*** Block opens ***

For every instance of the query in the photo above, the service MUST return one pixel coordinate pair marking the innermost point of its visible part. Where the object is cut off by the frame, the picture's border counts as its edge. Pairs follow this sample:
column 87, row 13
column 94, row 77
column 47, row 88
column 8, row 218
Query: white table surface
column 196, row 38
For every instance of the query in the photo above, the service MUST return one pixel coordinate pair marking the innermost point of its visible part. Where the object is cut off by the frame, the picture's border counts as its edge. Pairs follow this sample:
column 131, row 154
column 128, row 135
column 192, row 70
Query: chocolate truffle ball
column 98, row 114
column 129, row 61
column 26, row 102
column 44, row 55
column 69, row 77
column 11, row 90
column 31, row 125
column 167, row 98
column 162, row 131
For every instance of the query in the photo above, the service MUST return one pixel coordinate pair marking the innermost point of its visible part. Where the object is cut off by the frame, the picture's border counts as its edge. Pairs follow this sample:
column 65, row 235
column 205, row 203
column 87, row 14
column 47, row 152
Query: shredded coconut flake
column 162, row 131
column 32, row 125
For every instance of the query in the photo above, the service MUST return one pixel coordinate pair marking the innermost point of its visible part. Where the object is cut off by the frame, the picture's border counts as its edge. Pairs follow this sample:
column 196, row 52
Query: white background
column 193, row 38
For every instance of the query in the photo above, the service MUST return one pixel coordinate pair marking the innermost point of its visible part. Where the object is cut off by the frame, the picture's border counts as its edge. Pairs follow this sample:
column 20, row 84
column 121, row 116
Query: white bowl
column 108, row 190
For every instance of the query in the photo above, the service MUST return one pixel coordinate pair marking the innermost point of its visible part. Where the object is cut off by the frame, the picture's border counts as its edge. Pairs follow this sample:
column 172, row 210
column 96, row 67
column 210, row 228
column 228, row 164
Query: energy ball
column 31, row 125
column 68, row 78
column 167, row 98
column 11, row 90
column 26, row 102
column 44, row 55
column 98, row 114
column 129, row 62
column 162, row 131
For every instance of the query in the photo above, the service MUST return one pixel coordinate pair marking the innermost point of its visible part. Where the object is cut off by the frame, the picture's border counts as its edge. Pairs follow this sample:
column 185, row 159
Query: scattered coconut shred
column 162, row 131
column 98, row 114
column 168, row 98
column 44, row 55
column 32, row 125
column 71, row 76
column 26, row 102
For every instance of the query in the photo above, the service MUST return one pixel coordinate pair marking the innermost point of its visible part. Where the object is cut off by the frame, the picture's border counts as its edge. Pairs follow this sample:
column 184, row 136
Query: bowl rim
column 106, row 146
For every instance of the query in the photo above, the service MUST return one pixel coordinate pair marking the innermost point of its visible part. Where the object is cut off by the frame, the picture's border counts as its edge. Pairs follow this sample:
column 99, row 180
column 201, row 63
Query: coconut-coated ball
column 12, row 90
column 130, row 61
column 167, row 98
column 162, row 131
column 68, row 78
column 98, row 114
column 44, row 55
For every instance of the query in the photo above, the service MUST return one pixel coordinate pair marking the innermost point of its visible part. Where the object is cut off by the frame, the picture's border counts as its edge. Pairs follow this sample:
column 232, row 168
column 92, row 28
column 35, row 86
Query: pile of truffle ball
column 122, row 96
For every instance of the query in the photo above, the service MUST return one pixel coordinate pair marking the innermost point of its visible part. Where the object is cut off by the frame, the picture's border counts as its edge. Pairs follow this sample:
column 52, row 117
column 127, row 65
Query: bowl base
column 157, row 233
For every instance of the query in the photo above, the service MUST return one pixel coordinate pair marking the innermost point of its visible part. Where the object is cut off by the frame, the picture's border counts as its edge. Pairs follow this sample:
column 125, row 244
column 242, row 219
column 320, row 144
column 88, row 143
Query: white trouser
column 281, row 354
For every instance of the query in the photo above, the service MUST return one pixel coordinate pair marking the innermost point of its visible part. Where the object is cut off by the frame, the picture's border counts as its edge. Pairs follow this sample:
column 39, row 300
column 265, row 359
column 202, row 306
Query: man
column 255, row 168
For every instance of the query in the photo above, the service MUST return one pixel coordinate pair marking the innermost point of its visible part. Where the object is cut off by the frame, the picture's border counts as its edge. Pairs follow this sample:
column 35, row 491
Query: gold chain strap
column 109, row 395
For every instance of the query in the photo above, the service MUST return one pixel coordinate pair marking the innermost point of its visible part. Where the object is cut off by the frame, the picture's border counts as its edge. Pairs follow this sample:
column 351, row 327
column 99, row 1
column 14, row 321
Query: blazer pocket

*** Block closes ***

Goal of the exercise:
Repeat the material above in full, quoting it exactly.

Output:
For every instance of the query in the photo above, the service MUST return one pixel coordinate pair marking the innermost point of its visible part. Where the object is cut off by the frame, the picture's border counts as its edge. Pairs follow this sample:
column 87, row 13
column 94, row 77
column 47, row 88
column 8, row 218
Query: white table surface
column 196, row 38
For every instance of the query in the photo above, the service MUST return one pixel coordinate pair marking the innermost point of its visible part. Where the object is cut off by the frame, the picture's border counts as its edge. Pairs follow this sample:
column 131, row 154
column 128, row 135
column 192, row 70
Query: chocolate truffle ball
column 98, row 114
column 129, row 61
column 26, row 102
column 44, row 55
column 69, row 77
column 11, row 90
column 31, row 125
column 167, row 98
column 162, row 131
For every instance of the query in the photo above, the service MUST return one pixel coordinate pair marking the innermost point of its visible part. Where the object is cut off by the frame, the picture's border counts as its edge. Pairs follow this sample:
column 65, row 235
column 205, row 203
column 87, row 14
column 47, row 152
Query: shredded coconut flake
column 162, row 131
column 32, row 125
For every instance of the query in the photo above, the service MUST return one pixel coordinate pair marking the innermost point of its visible part. Where the object is cut off by the frame, the picture's border counts as its edge. Pairs follow this sample:
column 196, row 52
Query: white background
column 193, row 38
For every instance of the query in the photo above, the service MUST return one pixel coordinate pair marking the innermost point of its visible part. Where the object is cut off by the frame, the picture's border counts as its edge. Pairs follow this sample:
column 20, row 84
column 121, row 116
Query: white bowl
column 108, row 190
For every instance of the query in the photo above, the service MUST return one pixel coordinate pair marking the innermost point of its visible part. Where the object is cut off by the frame, the picture's border counts as its edge. Pairs follow this sample:
column 172, row 210
column 96, row 67
column 210, row 228
column 228, row 164
Query: energy ball
column 31, row 125
column 68, row 78
column 167, row 98
column 11, row 90
column 26, row 102
column 44, row 55
column 98, row 114
column 129, row 62
column 162, row 131
For every instance of the query in the photo above, the service MUST return one pixel coordinate pair marking the innermost point of its visible part. Where the object is cut off by the frame, the picture's border counts as its edge. Pairs follow this sample:
column 185, row 159
Query: scattered coconut shred
column 162, row 131
column 98, row 114
column 168, row 98
column 44, row 55
column 32, row 125
column 71, row 76
column 26, row 102
For every instance of the query in the photo above, the service MUST return one pixel coordinate pair marking the innermost point of its visible part. Where the object is cut off by the frame, the picture's border counts as its edge. Pairs follow this sample:
column 184, row 136
Query: bowl rim
column 106, row 146
For every instance of the query in the photo above, the service MUST return one pixel coordinate pair marking the innermost point of its visible part. Where the object is cut off by the frame, the picture's border counts as its edge. Pairs follow this sample:
column 99, row 180
column 201, row 63
Query: coconut-coated ball
column 12, row 90
column 130, row 61
column 167, row 98
column 162, row 131
column 68, row 78
column 98, row 114
column 44, row 55
For every instance of the query in the photo above, the service MUST return one pixel coordinate pair marking the innermost point of its visible part. Where the object is cut off by the frame, the picture's border counts as its edge. Pairs follow this sample:
column 232, row 168
column 92, row 28
column 35, row 86
Query: pile of truffle ball
column 122, row 96
For every instance of the query in the photo above, the service MUST return one pixel coordinate pair marking the innermost point of its visible part. Where the object is cut off by the frame, the picture's border counts as its edge. Pairs follow this sample:
column 52, row 117
column 127, row 65
Query: bowl base
column 157, row 233
For every instance of the query in the photo above, the service MUST return one pixel coordinate pair marking the innermost point of its visible part. Where the object is cut off by the frame, the picture's border counts as its edge. Pairs follow this sample:
column 125, row 244
column 242, row 219
column 320, row 144
column 88, row 143
Query: white trouser
column 281, row 354
For every instance of the query in the photo above, the service MUST return one pixel coordinate pair marking the innermost point of its visible part. Where the object is cut off by the frame, the picture's border counts as its edge. Pairs follow this sample:
column 39, row 300
column 265, row 359
column 202, row 306
Query: man
column 255, row 168
For every instance of the query in the photo above, the service MUST return one pixel coordinate pair marking the innermost point of its visible part. Where the object is cut off by the frame, the picture's border counts as its edge. Pairs follow this sample:
column 35, row 491
Query: gold chain strap
column 109, row 395
For every instance of the query in the photo above, the service MUST return one pixel coordinate pair marking the innermost point of its visible part. Where the object is cut off by the frame, the picture's border counts as its edge. Pairs follow this sample:
column 351, row 327
column 99, row 1
column 14, row 321
Query: blazer pocket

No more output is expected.